* [Given passage]:
= Beginning of Section =
Documentary Film (2021)
Directed by Julie Cohen, Betsy West
Written by Talleah Bridges McMahon, Julie Cohen, Cinque Northern, Betsy West
Amazon Studios/ Amazon Prime
Film Editing by Cinque Northern; Music by Jongnic Bontemps
Born a black woman in 1910, Pauli Murray was an intellectual giant and a relentlessly dedicated activist. Thirteen years before Rosa Parks became famous for defying the segregation rule in a bus in Montgomery, Alabama, which eventually led to the Montgomery bus boycott, Pauli Murray and a friend had done the same in a bus in Virginia. They were arrested and jailed briefly for it, but the action never made the news.
Murray was talented and capable and decided that, to find the tools to fight racism, she would get legal training. She went to Howard University Law School at a time when very few women did and graduated at the top of her class. At the time, the top graduate from Howard was honored with an acceptance to Harvard University Law School to get an advanced law degree. However, because Murray was a woman, the offer was rescinded. She was offered an opportunity somewhat later to attend Yale Law School for an advanced degree.
Somewhat miraculously, in the 1950s Murray was offered a position in the prestigious New York law firm Paul, Weiss, Rifkind and was the only black person and one of very few women in the firm. She stayed a few years, and made one of her most important personal connections, with office manager Irene Barlow, who became, for Murray, a life partner in an age before such relationships were publicly acknowledged. Out of frustration with the state of racism in the United States, Murray left her position at Paul, Weiss and sought a teaching position at a law school in Ghana, where she remained for a couple of years.
Murray had always been outspoken, and somehow, by writing insistently to FDR at the time of his presidency about racism and the plight of women, and to First Lady Eleanor Roosevelt, she became good friends with the First Lady. Later on, Murray was associated with Betty Friedan, the founder of the National Organization of Women, and was very much involved with the initiation of the modern women’s movement in the United States.
In addition to being an advocate for women’s rights, and, as well, attracted to women in a personal way, Murray also exhibited the disposition of a sexually non-binary person. She wondered whether she might have biologically-based sexual ambiguities, and due to the general non-recognition of her non-binary sexual self-identity, suffered psychological challenges as a result.
= End of Section =
* [Information supplied]:
= Beginning of Section =
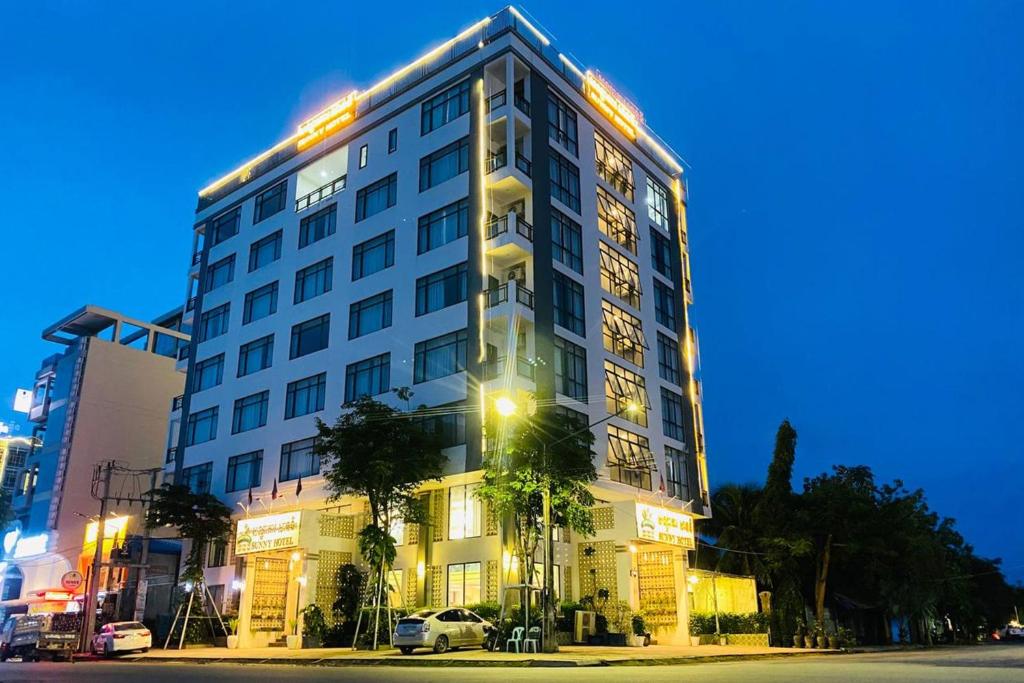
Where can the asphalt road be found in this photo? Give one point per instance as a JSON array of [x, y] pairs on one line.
[[998, 664]]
= End of Section =
* [Check your understanding]:
[1] According to the text about Pauli Murray, where did Murray take a teaching position after leaving Paul, Weiss, Rifkind?
[2] Carry on the text about Pauli Murray from its last sentence.
The lines are separate material, unrelated to the text about Pauli Murray.

* [Answers to the problems]:
[1] At a law school in Ghana.

[2]
In the early 1970s, Irene Barlow died, and Murray, bereft, decided to act on her impulse to realize an important feature of her life which she particularly shared with Barlow, her interest in and devotion to her Episcopalian faith. She took training as an Episcopal priest, and did, in fact, become one of the first women in the Episcopal Church to attain to that status.
This superbly done film give a richly detailed account of Murray’s complex and fascinating life while, giving, through original footage of her, a good feeling for who she was personally. Commentaries and contributions by Murray’s grandniece and by several scholars fill out the picture nicely. The history of Murray’s life is told effectively and, with deft editing, the story from Murray’s point of view and from that of those who speak about her legacy are seamless. Additional features, like the added original music by Jongnic Bontemps, is also highly effective.
Near the end of the film, a group of students at Yale are shown discussing Murray’s legacy. They sit in a room at Pauli Murray College, one of Yale’s residential colleges named in 2017 for Murray, the only Yale residential college named for a person of color and for one identified as LGBTQ.
Filmmakers Julie Cohen and Betsy West, who previously had collaborated on the excellent RBG (2018) about Ruth Bader Ginsburg, have provided another informative and compelling portrait of a greatly accomplished person of color who was a pioneer in all kinds of areas including that of sexual identity and fluidity.